PROBLEM
Transcribe the entries below exactly; leave every image out.

____

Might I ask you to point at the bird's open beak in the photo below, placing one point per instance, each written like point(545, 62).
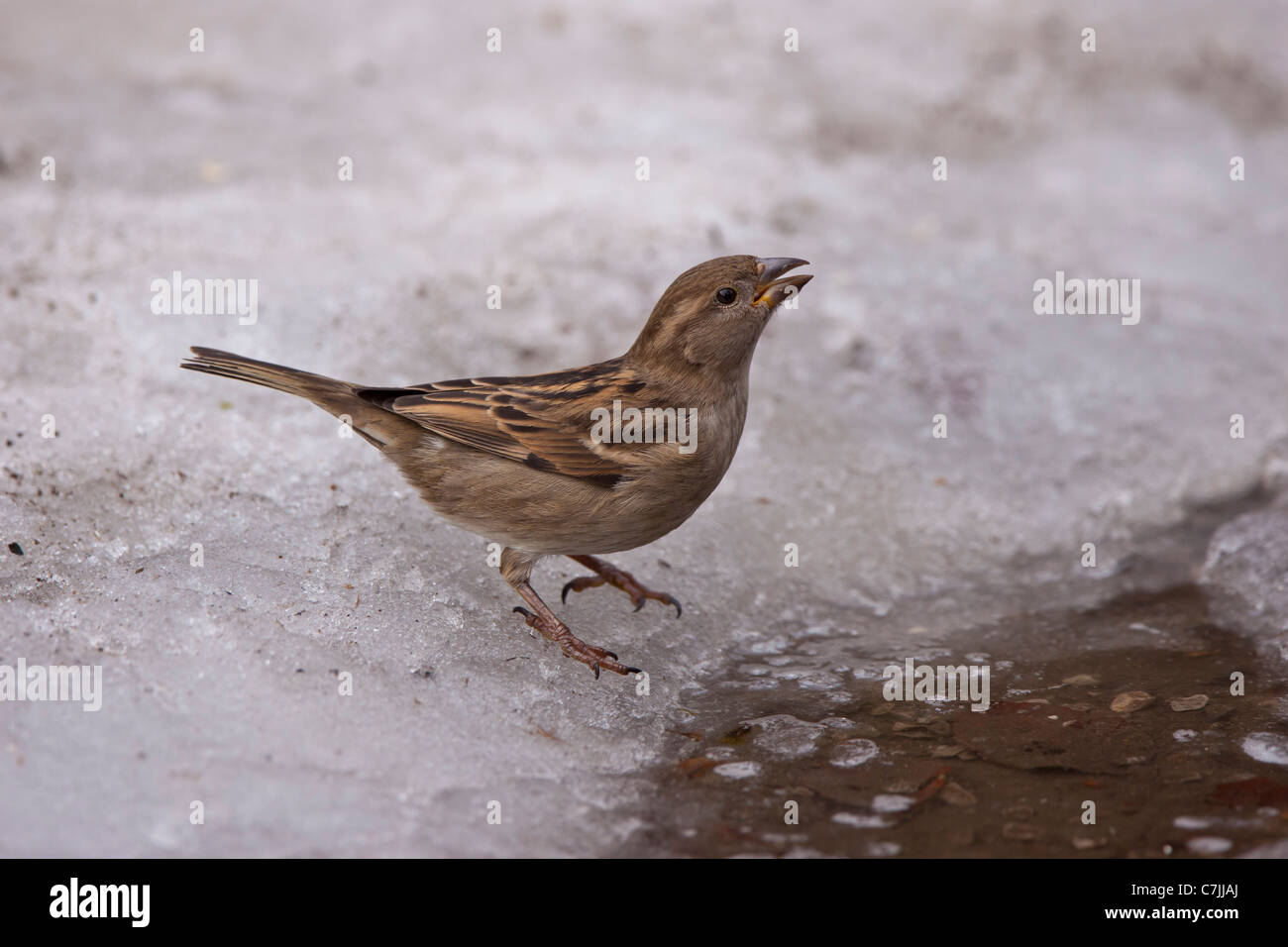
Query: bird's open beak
point(772, 290)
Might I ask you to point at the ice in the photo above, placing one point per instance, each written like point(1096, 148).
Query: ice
point(224, 681)
point(1245, 574)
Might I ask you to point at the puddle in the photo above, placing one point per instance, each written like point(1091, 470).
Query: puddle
point(1081, 715)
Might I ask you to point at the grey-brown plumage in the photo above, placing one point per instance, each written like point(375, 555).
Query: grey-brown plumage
point(515, 462)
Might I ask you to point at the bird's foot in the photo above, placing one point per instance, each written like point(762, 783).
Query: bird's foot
point(572, 646)
point(606, 574)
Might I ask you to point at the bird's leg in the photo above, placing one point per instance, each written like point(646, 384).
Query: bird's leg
point(618, 579)
point(515, 567)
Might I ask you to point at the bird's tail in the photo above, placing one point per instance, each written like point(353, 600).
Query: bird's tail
point(343, 399)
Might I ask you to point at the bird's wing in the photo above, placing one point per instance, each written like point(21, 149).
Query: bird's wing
point(541, 420)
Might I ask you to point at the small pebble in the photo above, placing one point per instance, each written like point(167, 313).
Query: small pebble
point(1209, 845)
point(1019, 831)
point(1131, 701)
point(737, 771)
point(854, 753)
point(857, 819)
point(892, 802)
point(1082, 681)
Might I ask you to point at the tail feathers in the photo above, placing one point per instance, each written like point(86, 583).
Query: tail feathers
point(340, 398)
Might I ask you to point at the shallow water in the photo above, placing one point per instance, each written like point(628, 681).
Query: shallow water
point(810, 727)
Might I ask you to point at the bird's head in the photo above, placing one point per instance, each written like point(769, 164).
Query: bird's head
point(712, 315)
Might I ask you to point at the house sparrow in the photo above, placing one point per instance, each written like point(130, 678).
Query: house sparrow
point(544, 466)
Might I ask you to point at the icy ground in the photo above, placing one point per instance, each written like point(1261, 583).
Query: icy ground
point(518, 169)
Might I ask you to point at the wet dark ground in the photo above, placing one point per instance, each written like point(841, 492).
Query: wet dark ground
point(871, 777)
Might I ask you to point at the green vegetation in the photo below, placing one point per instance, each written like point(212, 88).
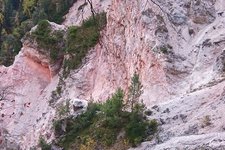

____

WRITTEN ANSWER
Might I ask you to point at the bird's open beak in the photo below, placing one point per instance, each written like point(545, 62).
Query: bird's open beak
point(772, 290)
Might I ask you to point at the ice in the photo above, placing one point per instance, each written like point(1096, 148).
Query: ice
point(224, 681)
point(1245, 574)
Might I ask you to point at the puddle in the photo above, placing one point per instance, each written like point(1091, 470).
Query: puddle
point(1081, 715)
Might I ask you to point at the grey-brown plumage in the photo above, placing one point per instance, each written like point(375, 555).
Query: grey-brown plumage
point(515, 462)
Might I ask you to point at the bird's foot in the photo above, placing one point per instance, each written like point(762, 783).
Query: bird's foot
point(572, 646)
point(606, 574)
Might I ask you to point at the bird's leg in the photo above, placing one point per instance, each written like point(646, 384).
Query: bird's leg
point(618, 579)
point(515, 567)
Might I ask you to point at the bird's tail in the photo above, placing one point per instance, each written like point(353, 600).
Query: bird's tail
point(343, 399)
Might I ask you to point at the bird's wing in the photo above, placing one point per instance, each written like point(21, 149).
Query: bird's wing
point(541, 420)
Might I ask you to point at the small pebble in the photo above, placing one point per instance, each written like point(167, 313).
Query: small pebble
point(1209, 845)
point(1019, 831)
point(1131, 701)
point(737, 771)
point(854, 753)
point(857, 819)
point(892, 802)
point(1082, 681)
Might I ask you to point at the tail feathers in the photo above, placing one point per instance, each written like point(86, 583).
Query: tail feathers
point(340, 398)
Might I ask you to point at the shallow water in the photo above, placing one point per instance, each written like point(628, 681).
Query: shallow water
point(810, 727)
Might I ask you to point at the bird's head in the photo above, placing one point per instance, each written like point(769, 164).
Query: bird's head
point(712, 315)
Might I ask you to point at the house sparrow in the photo above, placing one point per instance, each written like point(130, 678).
Query: house sparrow
point(544, 466)
Might I ask you to point at the icy ground in the photo above, placing one point per instance, each written like point(1261, 583).
Query: icy ground
point(518, 169)
Might I ask you to point at the wet dark ground in the photo above, placing one point per instance, each written like point(841, 492).
Query: wet dark ground
point(871, 777)
Might I ask you to point at the green vegetation in the photo below, placing one point per instance, each written like point(212, 88).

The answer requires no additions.